▶ _GOAL_: Select every line of the records below that contains the word "rule", and copy each one in full.

▶ _INPUT DATA_:
○ ○ ○ ○ ○ ○ ○
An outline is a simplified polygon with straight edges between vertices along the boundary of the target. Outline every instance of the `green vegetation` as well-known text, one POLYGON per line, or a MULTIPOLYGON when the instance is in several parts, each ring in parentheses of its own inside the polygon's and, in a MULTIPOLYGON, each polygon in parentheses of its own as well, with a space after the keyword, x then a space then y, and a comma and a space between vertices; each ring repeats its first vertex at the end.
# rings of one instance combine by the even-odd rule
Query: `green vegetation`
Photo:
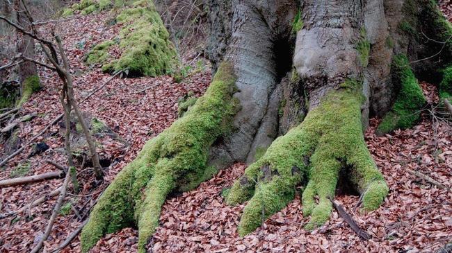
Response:
POLYGON ((303 19, 301 17, 301 10, 298 10, 292 23, 292 33, 296 33, 303 28, 303 19))
POLYGON ((400 78, 401 90, 397 99, 378 125, 377 133, 384 134, 398 128, 407 128, 419 119, 420 110, 426 104, 422 89, 411 70, 405 55, 394 57, 394 75, 400 78))
POLYGON ((332 210, 328 198, 334 197, 339 171, 345 166, 352 168, 348 176, 364 193, 364 209, 376 209, 383 202, 388 188, 364 142, 359 82, 346 82, 342 89, 330 91, 302 123, 275 139, 234 182, 228 204, 251 198, 240 221, 241 236, 252 232, 284 208, 293 199, 296 187, 307 183, 303 213, 310 215, 311 220, 306 228, 323 224, 332 210))
POLYGON ((121 56, 109 59, 108 51, 114 43, 106 41, 93 48, 88 57, 88 64, 103 64, 105 71, 127 69, 132 76, 174 72, 177 53, 152 0, 134 1, 122 10, 116 20, 124 24, 120 32, 121 56))
POLYGON ((39 76, 32 76, 26 78, 22 84, 22 96, 17 102, 17 106, 22 106, 28 101, 31 95, 41 89, 39 76))
POLYGON ((442 80, 438 88, 440 98, 452 98, 452 65, 444 70, 442 80))
POLYGON ((360 54, 360 60, 363 67, 366 67, 369 63, 369 54, 371 51, 371 43, 367 40, 366 29, 362 28, 360 31, 360 40, 356 45, 356 50, 360 54))
POLYGON ((233 67, 220 64, 205 94, 193 108, 143 147, 116 176, 95 205, 81 233, 82 252, 103 235, 138 225, 138 252, 144 252, 159 224, 166 196, 188 191, 216 170, 207 166, 209 149, 230 132, 239 109, 233 67))
POLYGON ((106 40, 97 44, 88 55, 86 63, 92 64, 95 63, 104 64, 111 58, 108 54, 108 49, 115 43, 113 40, 106 40))
POLYGON ((414 28, 407 21, 404 20, 400 22, 400 24, 398 24, 398 28, 406 33, 412 35, 416 34, 416 30, 414 30, 414 28))
POLYGON ((30 162, 20 164, 16 166, 10 173, 10 177, 24 177, 30 171, 30 162))
POLYGON ((179 107, 177 107, 177 115, 179 117, 184 116, 184 114, 196 103, 197 98, 191 96, 188 99, 181 101, 179 103, 179 107))
POLYGON ((68 202, 61 206, 61 208, 60 209, 60 213, 61 213, 62 216, 65 216, 71 213, 72 208, 72 204, 71 204, 70 202, 68 202))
○ ○ ○ ○ ○ ○ ○
▶ _SOLUTION TO THE PROBLEM_:
# rings of one instance combine by the even-odd rule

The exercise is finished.